* [Istruzioni e requisiti] Per favore, continua il brano di diario sulla giornata di Alice al lavoro con papà, riprendendo subito dopo l'ultima frase riportata.

* [Estratto del testo]
########################################

Auguri a mia mamma e mio papà per i primi 36 anni di matrimonio!

Oggi mi affligge un sano blues. Dopo la solita lezione di cinese sono stata a pranzo con la mia Cai laoshi. E’ così amabile e carina! Forse la migliore insegnante che ho avuto, e ne ho cambiate sette! Non fosse altro perché con lei mi sento talmente a mio agio che parlo, parlo, parlo e non la smetto più. Lei, con la pazienza di un frate trappista, mi ascolta, cerca di capirmi e ride (non di me, almeno spero). Oggi, in una sorta di confessione alla De Filippi, mi ha dichiarato grande stima in quanto pare io sia un’ottima allieva. Le credo, sono portata a credere ciecamente a chi fa complimenti indiscriminati alla mia intelligenza! Poi, quando le ho comunicato la mia partenza a fine anno, anche se non così imminente, si è un po’ rabbuiata… Ha cominciato a implorarmi di continuare a studiare il cinese anche in Italia. Ed io ho cominciato a pensare che ormai siamo agli sgoccioli, tra un paio di mesi, tre al massimo, lascerò la Cina. Come farò a lasciare questa vita? Per esempio, anche quel cinese, Dio lo benedica, che ora sta ciondolando come un pendolo, appeso a una corda a più di 30 metri di altezza, solo per pulire le finestre di casa mia, anche lui mi mancherà… Come si fa a lasciare tutto questo?

giovedì 7 ottobre 2010

Al lavoro con papà


Ieri Mauri si è alzato dal letto con un’idea balzana nella testa: Oggi porto Alice con me al lavoro! Stai scherzando? A quanto pare non scherzava, visto che lo ha fatto sul serio. Io non ho opposto molta resistenza, dato che ho un raffreddore da carta igienica (nel senso che i fazzoletti non bastano). Così, zainetto in spalla e tanti buoni propositi, Alice è uscita con papà per andare al lavoro. A quanto pare il quarto d’ora di buone maniere non è stato disatteso: Alice ha ritagliato, disegnato, colorato, come si conviene alle brave bambine in visita all’ufficio di papà. Quando da piccola andavo in banca con mio papà, mi fotocopiavo le mani… che altro potevo fare? Ma se si presentava l’occasione di entrare nel caveau… non stavo più nella pelle! Anche se alla fine non ho mai visto lingotti d’oro.

########################################

* [Dati forniti]
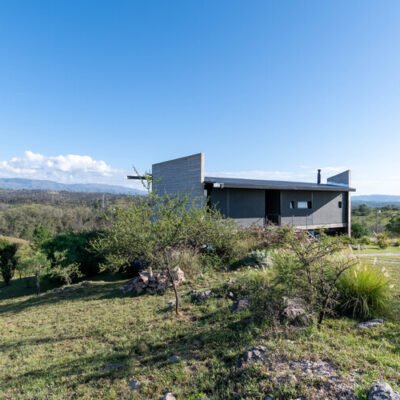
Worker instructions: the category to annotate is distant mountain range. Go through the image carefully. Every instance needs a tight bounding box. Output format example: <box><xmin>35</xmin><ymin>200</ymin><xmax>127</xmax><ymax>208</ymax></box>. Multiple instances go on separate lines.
<box><xmin>0</xmin><ymin>178</ymin><xmax>145</xmax><ymax>195</ymax></box>
<box><xmin>351</xmin><ymin>194</ymin><xmax>400</xmax><ymax>207</ymax></box>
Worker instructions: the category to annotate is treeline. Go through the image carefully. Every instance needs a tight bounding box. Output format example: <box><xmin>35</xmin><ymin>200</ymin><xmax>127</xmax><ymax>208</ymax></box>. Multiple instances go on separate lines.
<box><xmin>352</xmin><ymin>204</ymin><xmax>400</xmax><ymax>238</ymax></box>
<box><xmin>0</xmin><ymin>189</ymin><xmax>131</xmax><ymax>208</ymax></box>
<box><xmin>0</xmin><ymin>190</ymin><xmax>140</xmax><ymax>240</ymax></box>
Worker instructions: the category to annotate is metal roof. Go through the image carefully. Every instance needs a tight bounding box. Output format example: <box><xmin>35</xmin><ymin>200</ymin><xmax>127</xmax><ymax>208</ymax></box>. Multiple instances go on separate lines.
<box><xmin>204</xmin><ymin>176</ymin><xmax>356</xmax><ymax>192</ymax></box>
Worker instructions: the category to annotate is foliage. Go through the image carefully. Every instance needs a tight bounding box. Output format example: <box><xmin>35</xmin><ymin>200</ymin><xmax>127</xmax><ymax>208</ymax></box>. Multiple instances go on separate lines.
<box><xmin>48</xmin><ymin>251</ymin><xmax>83</xmax><ymax>285</ymax></box>
<box><xmin>93</xmin><ymin>194</ymin><xmax>238</xmax><ymax>314</ymax></box>
<box><xmin>20</xmin><ymin>250</ymin><xmax>51</xmax><ymax>295</ymax></box>
<box><xmin>0</xmin><ymin>204</ymin><xmax>110</xmax><ymax>240</ymax></box>
<box><xmin>351</xmin><ymin>222</ymin><xmax>370</xmax><ymax>239</ymax></box>
<box><xmin>338</xmin><ymin>264</ymin><xmax>393</xmax><ymax>318</ymax></box>
<box><xmin>42</xmin><ymin>231</ymin><xmax>104</xmax><ymax>281</ymax></box>
<box><xmin>246</xmin><ymin>249</ymin><xmax>268</xmax><ymax>267</ymax></box>
<box><xmin>275</xmin><ymin>232</ymin><xmax>354</xmax><ymax>326</ymax></box>
<box><xmin>376</xmin><ymin>233</ymin><xmax>390</xmax><ymax>249</ymax></box>
<box><xmin>386</xmin><ymin>216</ymin><xmax>400</xmax><ymax>235</ymax></box>
<box><xmin>0</xmin><ymin>240</ymin><xmax>18</xmax><ymax>285</ymax></box>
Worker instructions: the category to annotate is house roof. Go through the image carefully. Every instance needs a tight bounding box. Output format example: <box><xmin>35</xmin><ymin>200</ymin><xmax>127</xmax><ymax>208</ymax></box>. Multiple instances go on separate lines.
<box><xmin>204</xmin><ymin>176</ymin><xmax>356</xmax><ymax>192</ymax></box>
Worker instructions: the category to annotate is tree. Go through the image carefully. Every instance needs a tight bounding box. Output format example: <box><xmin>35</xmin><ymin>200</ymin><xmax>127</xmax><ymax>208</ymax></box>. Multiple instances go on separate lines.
<box><xmin>351</xmin><ymin>222</ymin><xmax>370</xmax><ymax>239</ymax></box>
<box><xmin>93</xmin><ymin>194</ymin><xmax>237</xmax><ymax>315</ymax></box>
<box><xmin>386</xmin><ymin>216</ymin><xmax>400</xmax><ymax>235</ymax></box>
<box><xmin>275</xmin><ymin>232</ymin><xmax>356</xmax><ymax>326</ymax></box>
<box><xmin>0</xmin><ymin>240</ymin><xmax>18</xmax><ymax>285</ymax></box>
<box><xmin>21</xmin><ymin>251</ymin><xmax>50</xmax><ymax>295</ymax></box>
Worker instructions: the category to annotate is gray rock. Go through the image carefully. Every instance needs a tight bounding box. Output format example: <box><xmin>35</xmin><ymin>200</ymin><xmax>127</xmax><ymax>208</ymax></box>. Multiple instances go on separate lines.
<box><xmin>282</xmin><ymin>297</ymin><xmax>311</xmax><ymax>326</ymax></box>
<box><xmin>168</xmin><ymin>354</ymin><xmax>181</xmax><ymax>363</ymax></box>
<box><xmin>356</xmin><ymin>319</ymin><xmax>384</xmax><ymax>329</ymax></box>
<box><xmin>128</xmin><ymin>379</ymin><xmax>140</xmax><ymax>390</ymax></box>
<box><xmin>160</xmin><ymin>392</ymin><xmax>176</xmax><ymax>400</ymax></box>
<box><xmin>231</xmin><ymin>296</ymin><xmax>250</xmax><ymax>312</ymax></box>
<box><xmin>239</xmin><ymin>345</ymin><xmax>269</xmax><ymax>367</ymax></box>
<box><xmin>191</xmin><ymin>290</ymin><xmax>212</xmax><ymax>303</ymax></box>
<box><xmin>368</xmin><ymin>381</ymin><xmax>400</xmax><ymax>400</ymax></box>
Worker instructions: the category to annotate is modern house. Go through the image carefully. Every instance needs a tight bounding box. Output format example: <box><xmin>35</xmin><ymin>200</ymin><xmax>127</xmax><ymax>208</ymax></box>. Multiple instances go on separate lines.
<box><xmin>148</xmin><ymin>153</ymin><xmax>355</xmax><ymax>235</ymax></box>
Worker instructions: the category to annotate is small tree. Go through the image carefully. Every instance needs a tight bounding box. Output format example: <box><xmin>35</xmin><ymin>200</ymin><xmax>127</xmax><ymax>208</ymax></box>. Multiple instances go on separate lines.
<box><xmin>93</xmin><ymin>194</ymin><xmax>237</xmax><ymax>315</ymax></box>
<box><xmin>276</xmin><ymin>232</ymin><xmax>355</xmax><ymax>326</ymax></box>
<box><xmin>21</xmin><ymin>251</ymin><xmax>50</xmax><ymax>295</ymax></box>
<box><xmin>0</xmin><ymin>240</ymin><xmax>18</xmax><ymax>285</ymax></box>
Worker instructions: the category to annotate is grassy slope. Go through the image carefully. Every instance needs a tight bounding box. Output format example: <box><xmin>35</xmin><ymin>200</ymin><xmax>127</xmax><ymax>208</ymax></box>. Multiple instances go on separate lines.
<box><xmin>0</xmin><ymin>258</ymin><xmax>400</xmax><ymax>400</ymax></box>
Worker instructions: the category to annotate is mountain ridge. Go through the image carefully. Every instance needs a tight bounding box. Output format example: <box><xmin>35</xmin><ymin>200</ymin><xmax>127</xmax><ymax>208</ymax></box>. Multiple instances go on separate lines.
<box><xmin>0</xmin><ymin>178</ymin><xmax>145</xmax><ymax>195</ymax></box>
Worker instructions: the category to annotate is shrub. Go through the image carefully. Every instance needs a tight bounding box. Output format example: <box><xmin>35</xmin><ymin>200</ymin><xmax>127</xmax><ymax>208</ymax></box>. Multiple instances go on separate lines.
<box><xmin>338</xmin><ymin>264</ymin><xmax>393</xmax><ymax>318</ymax></box>
<box><xmin>376</xmin><ymin>233</ymin><xmax>390</xmax><ymax>249</ymax></box>
<box><xmin>359</xmin><ymin>236</ymin><xmax>371</xmax><ymax>246</ymax></box>
<box><xmin>42</xmin><ymin>231</ymin><xmax>104</xmax><ymax>281</ymax></box>
<box><xmin>229</xmin><ymin>270</ymin><xmax>283</xmax><ymax>321</ymax></box>
<box><xmin>351</xmin><ymin>222</ymin><xmax>370</xmax><ymax>239</ymax></box>
<box><xmin>275</xmin><ymin>232</ymin><xmax>354</xmax><ymax>326</ymax></box>
<box><xmin>246</xmin><ymin>249</ymin><xmax>269</xmax><ymax>268</ymax></box>
<box><xmin>0</xmin><ymin>240</ymin><xmax>18</xmax><ymax>285</ymax></box>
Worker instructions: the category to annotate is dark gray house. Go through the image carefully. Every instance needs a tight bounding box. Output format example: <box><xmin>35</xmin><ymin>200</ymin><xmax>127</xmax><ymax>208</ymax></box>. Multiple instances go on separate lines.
<box><xmin>152</xmin><ymin>153</ymin><xmax>355</xmax><ymax>234</ymax></box>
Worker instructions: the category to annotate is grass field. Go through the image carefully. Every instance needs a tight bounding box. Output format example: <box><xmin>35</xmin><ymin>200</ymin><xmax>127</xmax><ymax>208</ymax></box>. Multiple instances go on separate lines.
<box><xmin>0</xmin><ymin>255</ymin><xmax>400</xmax><ymax>400</ymax></box>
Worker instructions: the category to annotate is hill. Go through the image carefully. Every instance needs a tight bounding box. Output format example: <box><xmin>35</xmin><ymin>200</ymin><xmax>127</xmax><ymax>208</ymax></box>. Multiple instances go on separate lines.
<box><xmin>0</xmin><ymin>178</ymin><xmax>144</xmax><ymax>195</ymax></box>
<box><xmin>352</xmin><ymin>194</ymin><xmax>400</xmax><ymax>207</ymax></box>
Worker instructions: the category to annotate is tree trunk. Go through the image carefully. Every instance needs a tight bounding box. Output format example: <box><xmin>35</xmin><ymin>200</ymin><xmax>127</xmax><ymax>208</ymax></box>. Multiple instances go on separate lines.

########################################

* [Soluzione proposta]
Alice ha prima scarabocchiato un po’ di fogli e poi ha gironzolato un po’ tra i colleghi, fino a quando all’una non è arrivata la mamma guastafeste… Siamo usciti per il pranzo nel vicino hutong, da Maria la sucida, succursale cinese della nota locanda genovese. Che posticino! L’unico strumento usato per pulire il pavimento è un vecchio cagnolino che come un aspirapolvere cattura il cibo caduto dai tavoli prima che tocchi il pavimento. Per il resto tavoli senza tovaglia, puliti col solito straccetto umido e grigio. La Cina è la patria degli straccetti umidi e grigi. Tutte (ma proprio tutte le ayi) sia a casa che nei locali pubblici, adorano accarezzare lo sporco con questi straccetti, disponibili in tutte le tonalità di grigio. A volte avrei piacere che lo sporco rimanesse sul tavolo, piuttosto che assistere al passaggio dello straccetto che, non solo non pulisce, ma aggiunge una patina umidiccia al desco, e mi tocca aspettare che si asciughi prima di appoggiare i gomiti, seppur con riluttanza. Comunque se devo scegliere tra lo straccetto e il mocio, scelgo lo straccetto. Niente è più ributtante che essere nei paraggi di un cinese che stia maneggiando un mocio, il quale (mocio) di solito ha visto l’acqua fresca solo una volta nella vita. Il mocio viene agitato disordinatamente e dissennatamente sul pavimento, di solito lordo di ogni nefandezza. Bisogna stare all’occhio, perché l’uomo col mocio non guarda in faccia a nessuno, soprattutto al Carrefour, reparto carne e pesce, dove, per qualche strano fenomeno naturale tutti i liquidi che furono vitali e gli umori animali percolano sul pavimento formando un sottile strato vischioso e scivolosissimo. Questa cosa, tutta cinese, di avere i pavimenti sempre bagnati proprio non la capisco. Sarebbe molto più semplice evitare di macellare carne e pesci davanti a tutti come fossimo al mattatoio e tutto sarebbe mantenuto lindo e pulito e... molto più noioso. Ecco perché il signore col mocio assume un ruolo sociale importantissimo, evitando paralisi certa o vertebre incrinate a sprovveduti clienti come me che, accidentalmente, potrebbero scivolare sul sangue di una tartaruga appena decapitata. Resto dell’idea che preferisco la paralisi al mocio zozzo e bagnato sul piede con infradito.
Comunque, tornando a noi, (ammetto di avere un po’ divagato) in un certo senso sono grata alla signora Maria che non conosce mocio. Il cibo comunque è molto buono e si è speso 4 euri in 4. Ah, questa sì che è Cina!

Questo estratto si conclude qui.